— TASK DIRECTIONS —
When you write out the entries, keep every line exactly as it appears.

— Source records —
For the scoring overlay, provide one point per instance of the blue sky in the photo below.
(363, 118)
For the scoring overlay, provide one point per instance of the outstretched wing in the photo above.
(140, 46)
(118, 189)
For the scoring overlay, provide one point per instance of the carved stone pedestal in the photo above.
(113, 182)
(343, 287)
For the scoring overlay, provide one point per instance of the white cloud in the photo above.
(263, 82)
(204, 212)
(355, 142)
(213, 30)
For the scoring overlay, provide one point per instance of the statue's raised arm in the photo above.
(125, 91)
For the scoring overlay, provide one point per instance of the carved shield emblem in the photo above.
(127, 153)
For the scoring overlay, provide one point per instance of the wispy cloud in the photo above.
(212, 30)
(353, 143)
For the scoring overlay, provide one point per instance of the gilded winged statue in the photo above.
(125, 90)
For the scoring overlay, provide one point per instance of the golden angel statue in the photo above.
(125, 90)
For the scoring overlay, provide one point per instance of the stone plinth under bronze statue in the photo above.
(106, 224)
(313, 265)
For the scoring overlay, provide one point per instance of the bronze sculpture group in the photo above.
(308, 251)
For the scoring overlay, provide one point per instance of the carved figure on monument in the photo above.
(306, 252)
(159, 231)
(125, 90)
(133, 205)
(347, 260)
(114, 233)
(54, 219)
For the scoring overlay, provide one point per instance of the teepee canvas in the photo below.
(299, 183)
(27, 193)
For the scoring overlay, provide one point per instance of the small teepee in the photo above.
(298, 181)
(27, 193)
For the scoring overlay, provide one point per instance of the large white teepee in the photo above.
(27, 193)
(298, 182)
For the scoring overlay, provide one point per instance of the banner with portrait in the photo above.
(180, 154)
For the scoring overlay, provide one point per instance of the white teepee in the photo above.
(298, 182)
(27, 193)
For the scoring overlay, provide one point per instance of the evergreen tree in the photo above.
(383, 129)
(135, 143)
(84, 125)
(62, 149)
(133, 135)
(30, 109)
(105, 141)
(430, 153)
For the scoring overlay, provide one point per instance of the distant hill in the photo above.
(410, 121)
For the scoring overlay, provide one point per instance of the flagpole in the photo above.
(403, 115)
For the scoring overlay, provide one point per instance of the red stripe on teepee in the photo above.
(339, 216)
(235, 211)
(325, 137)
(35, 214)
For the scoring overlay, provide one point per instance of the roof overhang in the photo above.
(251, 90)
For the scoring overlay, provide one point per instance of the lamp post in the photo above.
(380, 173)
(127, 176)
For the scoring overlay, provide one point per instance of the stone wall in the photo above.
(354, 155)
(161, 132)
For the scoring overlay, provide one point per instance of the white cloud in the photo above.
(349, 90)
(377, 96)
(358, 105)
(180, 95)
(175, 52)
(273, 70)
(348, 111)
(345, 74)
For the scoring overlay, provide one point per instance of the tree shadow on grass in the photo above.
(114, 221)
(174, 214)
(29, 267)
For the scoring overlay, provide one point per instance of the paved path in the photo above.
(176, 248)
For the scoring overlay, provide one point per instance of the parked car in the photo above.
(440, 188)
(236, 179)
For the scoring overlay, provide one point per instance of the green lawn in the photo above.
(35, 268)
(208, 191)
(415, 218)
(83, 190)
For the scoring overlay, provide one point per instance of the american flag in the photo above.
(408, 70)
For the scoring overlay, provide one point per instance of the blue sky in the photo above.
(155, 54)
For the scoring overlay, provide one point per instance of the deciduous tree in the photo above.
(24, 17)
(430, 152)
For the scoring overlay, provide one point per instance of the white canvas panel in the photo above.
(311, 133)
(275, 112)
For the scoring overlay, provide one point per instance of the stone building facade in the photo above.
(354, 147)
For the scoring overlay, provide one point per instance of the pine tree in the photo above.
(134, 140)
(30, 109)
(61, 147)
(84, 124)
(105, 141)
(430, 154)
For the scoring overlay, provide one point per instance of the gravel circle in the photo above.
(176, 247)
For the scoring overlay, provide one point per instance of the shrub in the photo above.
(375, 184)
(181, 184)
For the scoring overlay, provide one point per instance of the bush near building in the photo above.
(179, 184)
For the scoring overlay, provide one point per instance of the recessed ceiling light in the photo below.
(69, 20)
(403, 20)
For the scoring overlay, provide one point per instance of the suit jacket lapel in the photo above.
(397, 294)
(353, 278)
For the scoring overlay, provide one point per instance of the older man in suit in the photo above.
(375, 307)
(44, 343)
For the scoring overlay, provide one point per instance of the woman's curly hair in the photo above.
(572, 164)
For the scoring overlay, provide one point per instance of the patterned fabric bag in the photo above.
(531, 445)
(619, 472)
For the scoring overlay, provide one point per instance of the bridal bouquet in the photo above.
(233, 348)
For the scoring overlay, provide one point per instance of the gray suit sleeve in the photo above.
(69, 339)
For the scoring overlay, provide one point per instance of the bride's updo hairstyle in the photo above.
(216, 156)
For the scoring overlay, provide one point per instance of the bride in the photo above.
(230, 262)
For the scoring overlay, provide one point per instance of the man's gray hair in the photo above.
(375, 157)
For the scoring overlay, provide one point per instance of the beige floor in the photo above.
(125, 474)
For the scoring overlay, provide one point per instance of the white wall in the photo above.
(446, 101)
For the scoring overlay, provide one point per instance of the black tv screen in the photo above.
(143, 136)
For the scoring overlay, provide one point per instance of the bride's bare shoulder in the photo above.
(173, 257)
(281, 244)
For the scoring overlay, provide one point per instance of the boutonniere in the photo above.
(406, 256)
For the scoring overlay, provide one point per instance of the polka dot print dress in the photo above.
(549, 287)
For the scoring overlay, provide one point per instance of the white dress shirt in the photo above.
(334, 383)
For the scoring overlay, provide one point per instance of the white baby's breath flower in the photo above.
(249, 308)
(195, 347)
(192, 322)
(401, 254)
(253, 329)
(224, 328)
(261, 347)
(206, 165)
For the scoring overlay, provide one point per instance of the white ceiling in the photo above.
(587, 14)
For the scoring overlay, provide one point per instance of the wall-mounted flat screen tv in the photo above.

— OUTPUT BELOW —
For the scoring overlay, provide one point per instance of the blue sky in the photo below.
(363, 118)
For the scoring overlay, provide one point per instance of the outstretched wing in the photo above.
(140, 46)
(118, 189)
For the scoring overlay, provide one point per instance of the carved stone pedestal in the photo above.
(113, 182)
(343, 287)
For the scoring overlay, provide one point per instance of the white cloud in the photo above.
(263, 82)
(204, 212)
(355, 142)
(213, 30)
For the scoring overlay, provide one point per instance of the statue's raised arm in the photo above.
(125, 91)
For the scoring overlay, provide one point per instance of the carved shield emblem in the photo above.
(127, 153)
For the scoring overlay, provide one point per instance of the wispy cloud in the photo above.
(212, 30)
(353, 143)
For the scoring overlay, provide one point per instance of the gilded winged statue in the photo above.
(125, 90)
For the scoring overlay, provide one point per instance of the golden angel statue in the photo above.
(125, 90)
For the scoring overlay, provide one point per instance of the stone plinth under bronze statue in the photo above.
(106, 224)
(313, 265)
For the scoring overlay, provide one point per instance of the bronze sculpture group in the photo above.
(308, 251)
For the scoring overlay, provide one point per instance of the carved figure on monument in the photo above.
(306, 252)
(159, 231)
(125, 90)
(133, 205)
(347, 260)
(114, 233)
(54, 219)
For the scoring overlay, provide one point per instance of the teepee canvas in the photo below.
(299, 183)
(27, 193)
For the scoring overlay, provide one point per instance of the small teepee in the photo above.
(298, 181)
(27, 193)
For the scoring overlay, provide one point per instance of the large white teepee in the photo above.
(27, 193)
(298, 182)
For the scoring overlay, provide one point per instance of the banner with portrait in the photo above.
(180, 154)
For the scoring overlay, provide one point per instance of the white teepee in the photo above.
(298, 182)
(27, 193)
For the scoring overlay, provide one point per instance of the evergreen tree in the photo above.
(383, 129)
(135, 143)
(84, 125)
(62, 149)
(133, 135)
(30, 109)
(105, 141)
(430, 153)
For the scoring overlay, provide one point per instance of the distant hill in the photo above.
(410, 121)
For the scoring overlay, provide one point per instance of the flagpole in the photo above.
(403, 115)
For the scoring overlay, provide one point per instance of the red stripe on teepee in the photo above.
(339, 216)
(235, 211)
(325, 137)
(35, 214)
For the scoring overlay, provide one point per instance of the roof overhang in the photo above.
(251, 90)
For the scoring overlay, provide one point per instance of the lamp post in the photo above.
(380, 173)
(127, 176)
For the scoring overlay, provide one point per instance of the stone wall in the photo above.
(354, 155)
(161, 132)
For the scoring overlay, provide one point per instance of the white cloud in the photo above.
(349, 90)
(377, 96)
(358, 105)
(180, 95)
(175, 52)
(273, 70)
(348, 111)
(345, 74)
For the scoring overlay, provide one point per instance of the tree shadow on grass in the photo above.
(114, 221)
(174, 214)
(29, 267)
For the scoring overlay, provide one point per instance of the paved path in the photo above.
(176, 248)
For the scoring overlay, provide one point per instance of the parked car in the photo above.
(440, 188)
(236, 179)
For the scoring overlay, provide one point per instance of the green lawn in the photo above.
(35, 268)
(208, 191)
(415, 218)
(83, 190)
For the scoring overlay, provide one point per instance of the american flag in the photo above.
(408, 70)
For the scoring overlay, provide one point per instance of the blue sky in the photo above.
(155, 54)
For the scoring overlay, provide one point per instance of the deciduous tree in the photo above.
(24, 17)
(430, 152)
For the scoring overlay, provide one point per instance of the white canvas panel in the photo above.
(311, 133)
(275, 112)
For the scoring overlay, provide one point per instance of the stone building facade in the photo above.
(354, 147)
For the scoring overlay, provide one point per instance of the pine tree in the photo above.
(134, 140)
(30, 109)
(61, 147)
(84, 124)
(105, 141)
(430, 154)
For the scoring overlay, provide one point per instance of the gravel circle in the photo above.
(176, 247)
For the scoring overlay, provide one point per instance of the shrub in the photo above.
(375, 184)
(181, 184)
For the scoring overlay, provide one point per instance of the bush near building in the photo above.
(179, 184)
For the scoring overlay, provide one point per instance of the recessed ceiling light in the photo below.
(69, 20)
(403, 20)
For the scoring overlay, provide one point per instance of the suit jacket lapel in the photo above.
(397, 294)
(353, 278)
For the scoring overlay, provide one point per instance of the older man in suit in the photo above.
(375, 307)
(44, 343)
For the scoring overlay, provide one point per instance of the woman's curly hair in the photo above.
(572, 164)
For the scoring overlay, provide one point per instance of the patterned fabric bag in the photo above.
(531, 445)
(619, 472)
For the scoring overlay, provide one point per instance of the bridal bouquet in the photo above.
(233, 348)
For the scoring overlay, provide one point per instance of the gray suit sleeve in the photo above.
(69, 339)
For the scoring overlay, provide one point per instance of the bride's updo hairstyle in the photo above.
(216, 156)
For the scoring overlay, provide one point per instance of the bride in the photo above.
(230, 262)
For the scoring overlay, provide one point per instance of the man's gray hair in the photo above.
(375, 157)
For the scoring overlay, provide one point per instance of the beige floor in the photo above.
(125, 474)
For the scoring overlay, provide one point per instance of the white wall in the photo above.
(446, 101)
For the scoring overlay, provide one point per instance of the black tv screen in the photo above.
(143, 136)
For the scoring overlay, provide one point per instance of the bride's bare shoulder in the photo above.
(173, 257)
(281, 244)
For the scoring overlay, provide one point per instance of the boutonniere in the photo above.
(406, 256)
For the scoring overlay, provide one point per instance of the polka dot print dress in the photo above.
(549, 287)
For the scoring overlay, provide one point per instance of the white dress shirt in the photo above.
(334, 383)
For the scoring overlay, provide one point per instance of the white baby's breath flower in the photo above.
(249, 308)
(195, 347)
(192, 322)
(401, 254)
(253, 329)
(224, 328)
(261, 347)
(206, 165)
For the scoring overlay, provide one point per instance of the white ceiling in the photo above.
(587, 14)
For the scoring overlay, provide one point per instance of the wall-mounted flat screen tv in the photo above.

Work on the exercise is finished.